Text block:

- - -

By Romi Carrell Wittman
It was 6:30 a.m. in Los Angeles and Pima County Attorney Barbara LaWall was waiting for the scheduled phone call from Suzanne McFarlin, executive director of Greater Tucson Leadership. LaWall didn’t know the purpose of the call, but suspected it was something serious.
When McFarlin told LaWall that she’s been selected to receive the 2013 Tucson Founders Award, LaWall exclaimed in surprise. “Really?” she asked. “Phone calls…it’s usually something terrible that’s happened. You’ve just made my day. This is truly a wonderful honor.”
The award recognizes individuals who have demonstrated a significant and long-term dedication to the Southern Arizona community. The award was established in 1985 to augment the annual Man and Woman of the Year awards.
Amelia Craig Cramer, an attorney in the Pima County Attorney’s Office, nominated LaWall for the honor. Cramer said, “Because of her leadership and vision, Pima County is a stronger, safer and better community.”
LaWall’s ties to Tucson are deep. After graduating from the University of Arizona in 1976, she set out on a career as a high school English teacher. What she saw in the classroom opened her eyes to the inequities faced by children. The experience spurred her to return to school and obtain a law degree so she could effect meaningful change in the community.
She joined the Pima County Attorney’s Office in 1976 shortly after her graduation from law school. In 1996, she was the first woman elected Pima County Attorney, an office she has held for 17 years, making her one of the longest serving elected officials in Pima County. She is currently in her fifth term.
Under LaWall’s leadership, the frequency of violent crime in Pima County is less than half of what it was in 1996. In addition, her office has increased the percentage of violent offenders taken to trial – from 24 to 67 percent.

- - -

Stored records
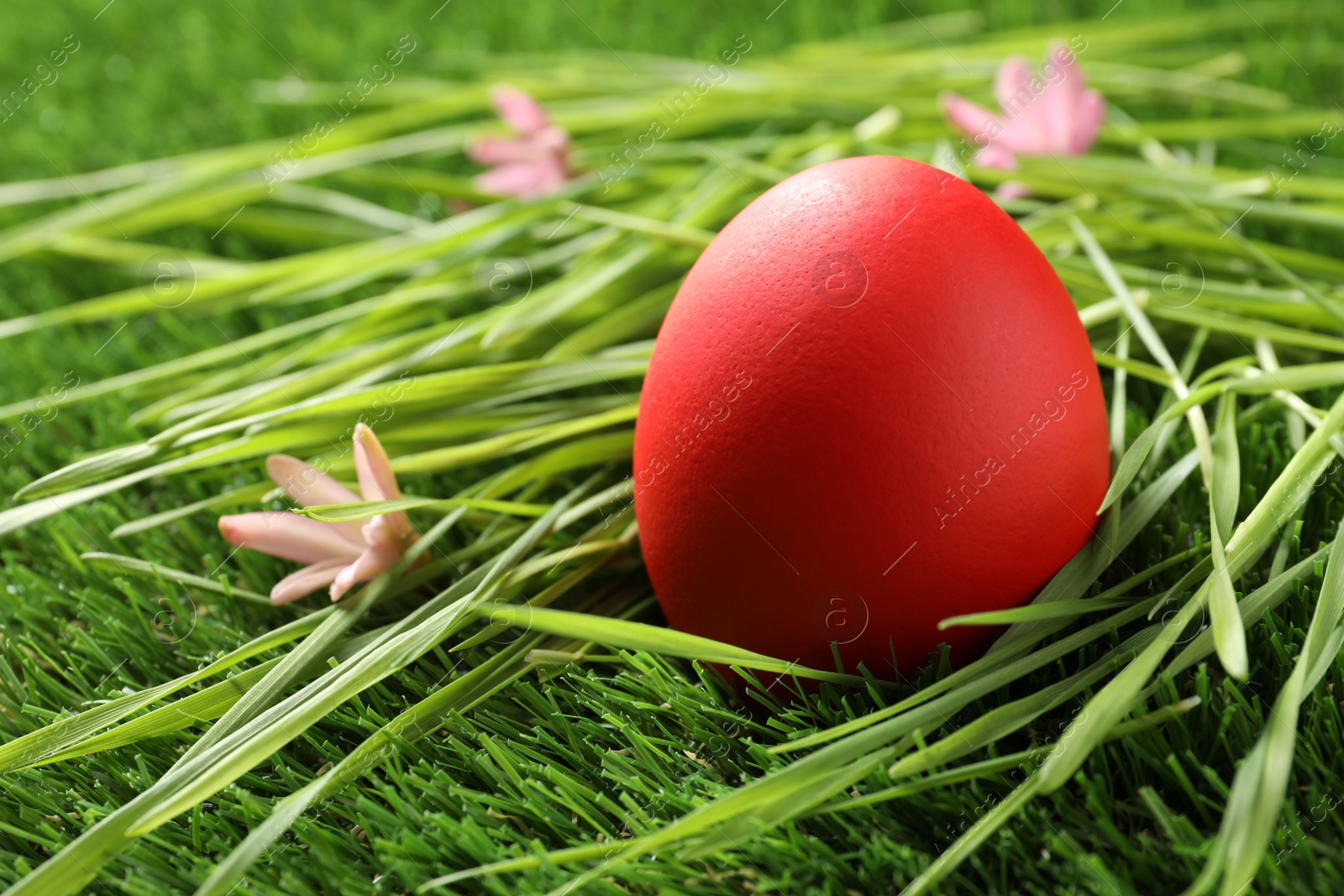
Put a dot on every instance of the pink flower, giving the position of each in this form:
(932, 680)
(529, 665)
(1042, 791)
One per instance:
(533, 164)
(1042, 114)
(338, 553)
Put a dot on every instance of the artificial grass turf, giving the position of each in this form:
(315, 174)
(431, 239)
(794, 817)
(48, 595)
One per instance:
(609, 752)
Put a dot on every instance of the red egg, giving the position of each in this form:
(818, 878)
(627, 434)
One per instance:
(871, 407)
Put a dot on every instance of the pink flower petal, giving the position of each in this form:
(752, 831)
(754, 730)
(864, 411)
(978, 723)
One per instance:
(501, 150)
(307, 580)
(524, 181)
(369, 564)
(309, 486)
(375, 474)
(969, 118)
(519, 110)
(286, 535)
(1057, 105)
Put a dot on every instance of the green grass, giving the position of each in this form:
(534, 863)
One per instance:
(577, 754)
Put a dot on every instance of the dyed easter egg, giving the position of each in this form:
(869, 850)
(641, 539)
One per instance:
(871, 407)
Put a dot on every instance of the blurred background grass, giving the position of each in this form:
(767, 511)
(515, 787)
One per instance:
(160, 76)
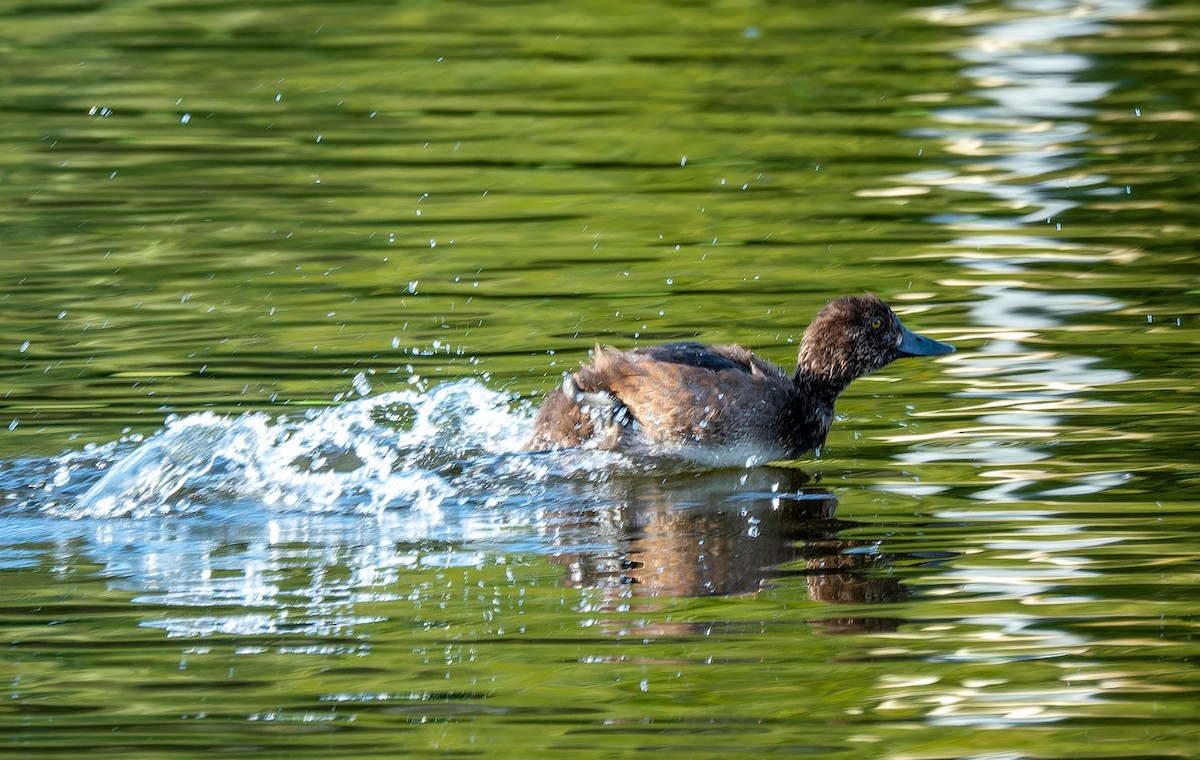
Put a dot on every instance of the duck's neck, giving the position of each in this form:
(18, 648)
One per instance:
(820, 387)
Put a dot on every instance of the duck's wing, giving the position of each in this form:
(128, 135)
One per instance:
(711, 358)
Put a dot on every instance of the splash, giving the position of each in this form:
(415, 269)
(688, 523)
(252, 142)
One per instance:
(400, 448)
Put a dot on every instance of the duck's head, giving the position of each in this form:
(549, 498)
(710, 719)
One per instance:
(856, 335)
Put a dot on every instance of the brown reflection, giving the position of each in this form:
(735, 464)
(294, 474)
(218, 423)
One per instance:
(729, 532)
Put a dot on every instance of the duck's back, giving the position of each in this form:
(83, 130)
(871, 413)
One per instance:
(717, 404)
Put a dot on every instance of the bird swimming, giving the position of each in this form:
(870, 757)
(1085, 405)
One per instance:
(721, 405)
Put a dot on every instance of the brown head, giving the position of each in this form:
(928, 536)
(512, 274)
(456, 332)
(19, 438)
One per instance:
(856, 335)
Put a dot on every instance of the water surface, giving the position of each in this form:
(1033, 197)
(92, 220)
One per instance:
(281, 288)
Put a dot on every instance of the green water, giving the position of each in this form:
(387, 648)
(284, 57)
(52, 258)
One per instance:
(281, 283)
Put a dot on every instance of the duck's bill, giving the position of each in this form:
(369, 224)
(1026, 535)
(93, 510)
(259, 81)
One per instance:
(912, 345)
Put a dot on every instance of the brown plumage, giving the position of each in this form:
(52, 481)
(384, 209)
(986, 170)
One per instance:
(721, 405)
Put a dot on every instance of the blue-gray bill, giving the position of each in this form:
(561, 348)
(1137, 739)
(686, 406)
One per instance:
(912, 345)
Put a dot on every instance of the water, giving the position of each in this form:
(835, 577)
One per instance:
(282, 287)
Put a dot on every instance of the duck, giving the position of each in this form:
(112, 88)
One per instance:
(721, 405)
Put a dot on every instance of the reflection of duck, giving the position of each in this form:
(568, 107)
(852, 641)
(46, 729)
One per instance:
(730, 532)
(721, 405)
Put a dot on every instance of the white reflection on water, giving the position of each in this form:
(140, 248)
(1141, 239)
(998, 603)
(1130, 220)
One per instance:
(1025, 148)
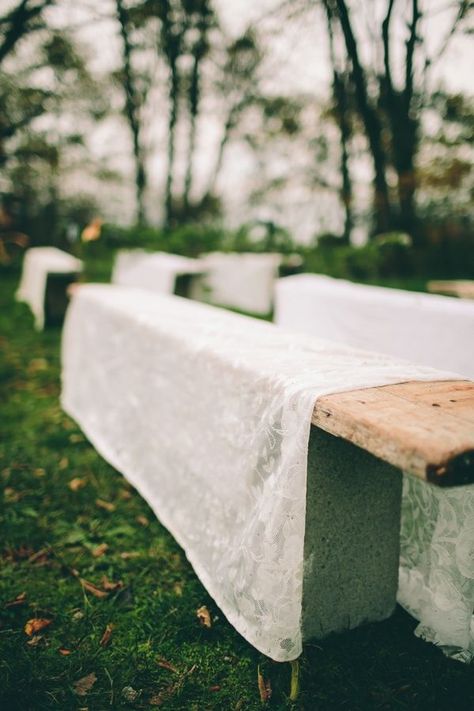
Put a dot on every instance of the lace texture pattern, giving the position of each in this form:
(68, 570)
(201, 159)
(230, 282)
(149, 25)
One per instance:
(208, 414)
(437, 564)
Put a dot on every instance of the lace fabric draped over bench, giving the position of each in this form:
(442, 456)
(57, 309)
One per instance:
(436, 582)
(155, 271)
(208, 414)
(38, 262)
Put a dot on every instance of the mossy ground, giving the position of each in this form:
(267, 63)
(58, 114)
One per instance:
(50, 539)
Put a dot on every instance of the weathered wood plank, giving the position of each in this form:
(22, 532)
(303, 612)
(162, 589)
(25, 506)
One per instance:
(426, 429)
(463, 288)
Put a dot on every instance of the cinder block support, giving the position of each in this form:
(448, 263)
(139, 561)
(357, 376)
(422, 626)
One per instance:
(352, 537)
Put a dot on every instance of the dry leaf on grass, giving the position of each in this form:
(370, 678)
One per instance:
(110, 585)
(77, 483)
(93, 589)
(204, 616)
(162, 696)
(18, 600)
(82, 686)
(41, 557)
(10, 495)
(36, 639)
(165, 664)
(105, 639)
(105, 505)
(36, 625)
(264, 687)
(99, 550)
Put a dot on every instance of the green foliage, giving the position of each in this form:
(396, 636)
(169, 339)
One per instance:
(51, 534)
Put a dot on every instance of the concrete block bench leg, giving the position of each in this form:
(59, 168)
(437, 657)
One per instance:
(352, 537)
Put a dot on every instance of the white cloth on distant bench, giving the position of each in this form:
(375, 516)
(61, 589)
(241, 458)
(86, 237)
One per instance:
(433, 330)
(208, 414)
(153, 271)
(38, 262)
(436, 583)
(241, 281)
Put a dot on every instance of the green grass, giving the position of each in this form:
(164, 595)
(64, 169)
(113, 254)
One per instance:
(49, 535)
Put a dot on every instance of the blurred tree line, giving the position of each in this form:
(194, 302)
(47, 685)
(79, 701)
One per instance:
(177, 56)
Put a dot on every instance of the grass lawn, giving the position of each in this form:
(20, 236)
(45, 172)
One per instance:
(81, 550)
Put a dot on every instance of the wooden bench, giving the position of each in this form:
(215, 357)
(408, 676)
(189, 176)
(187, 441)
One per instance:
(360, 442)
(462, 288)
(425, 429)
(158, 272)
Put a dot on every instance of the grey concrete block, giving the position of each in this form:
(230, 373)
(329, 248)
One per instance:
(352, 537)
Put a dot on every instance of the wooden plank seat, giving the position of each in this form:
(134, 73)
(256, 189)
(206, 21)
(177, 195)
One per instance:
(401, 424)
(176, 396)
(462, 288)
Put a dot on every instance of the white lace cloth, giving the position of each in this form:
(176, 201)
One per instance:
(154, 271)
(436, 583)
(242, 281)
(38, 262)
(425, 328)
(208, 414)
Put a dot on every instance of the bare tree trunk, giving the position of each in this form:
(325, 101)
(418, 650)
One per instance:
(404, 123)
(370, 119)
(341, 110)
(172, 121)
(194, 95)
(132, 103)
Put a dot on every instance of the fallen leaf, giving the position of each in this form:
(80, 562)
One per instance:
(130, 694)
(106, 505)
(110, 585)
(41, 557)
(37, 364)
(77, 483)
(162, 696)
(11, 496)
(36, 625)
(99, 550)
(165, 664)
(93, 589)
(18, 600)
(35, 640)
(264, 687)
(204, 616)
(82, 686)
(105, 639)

- - -

Directions:
**A.** Reproduce the passage of the Barbara LaWall profile from "Amelia Craig Cramer, an" up to and including "her fifth term.".
**B.** According to the Barbara LaWall profile, why did LaWall go back to school for a law degree after teaching high school English? Answer in one to three sentences.
**C.** Pick up the Barbara LaWall profile after its final sentence and carry it forward.

Expected results:
**A.**
Amelia Craig Cramer, an attorney in the Pima County Attorney’s Office, nominated LaWall for the honor. Cramer said, “Because of her leadership and vision, Pima County is a stronger, safer and better community.”
LaWall’s ties to Tucson are deep. After graduating from the University of Arizona in 1976, she set out on a career as a high school English teacher. What she saw in the classroom opened her eyes to the inequities faced by children. The experience spurred her to return to school and obtain a law degree so she could effect meaningful change in the community.
She joined the Pima County Attorney’s Office in 1976 shortly after her graduation from law school. In 1996, she was the first woman elected Pima County Attorney, an office she has held for 17 years, making her one of the longest serving elected officials in Pima County. She is currently in her fifth term.

**B.** Her time in the classroom showed her the inequities children faced. That experience led her to return to school and earn a law degree so she could bring about meaningful change in the community.

**C.**
During her 40-year career, LaWall has created a multitude of programs designed to improve the lives of Tucsonans. She’s also lent her support to numerous nonprofit organizations, including Tu Nidito Children and Family Services and the Women’s Foundation of Southern Arizona Unidas program, an after-school leadership and philanthropy program for high school girls.
“There are few individuals who have done so much to benefit the Tucson area over such a long period of time as has Barbara,” said Pima County Sheriff Clarence Dupnik.
In 1993, she spearheaded the creation of the Southern Arizona Children’s Advocacy Center, a nonprofit organization that provides forensic services to child victims of violent crime. In partnership with the Pima County Attorney’s Office, SACAC was able to purchase Russell, the Courthouse Dog. The 75-pound golden retriever is an assistance dog that helps crime victims, witnesses and others during the stressful stages of criminal proceedings. In particular, Russell has been a source of comfort to child victims as they provide testimony.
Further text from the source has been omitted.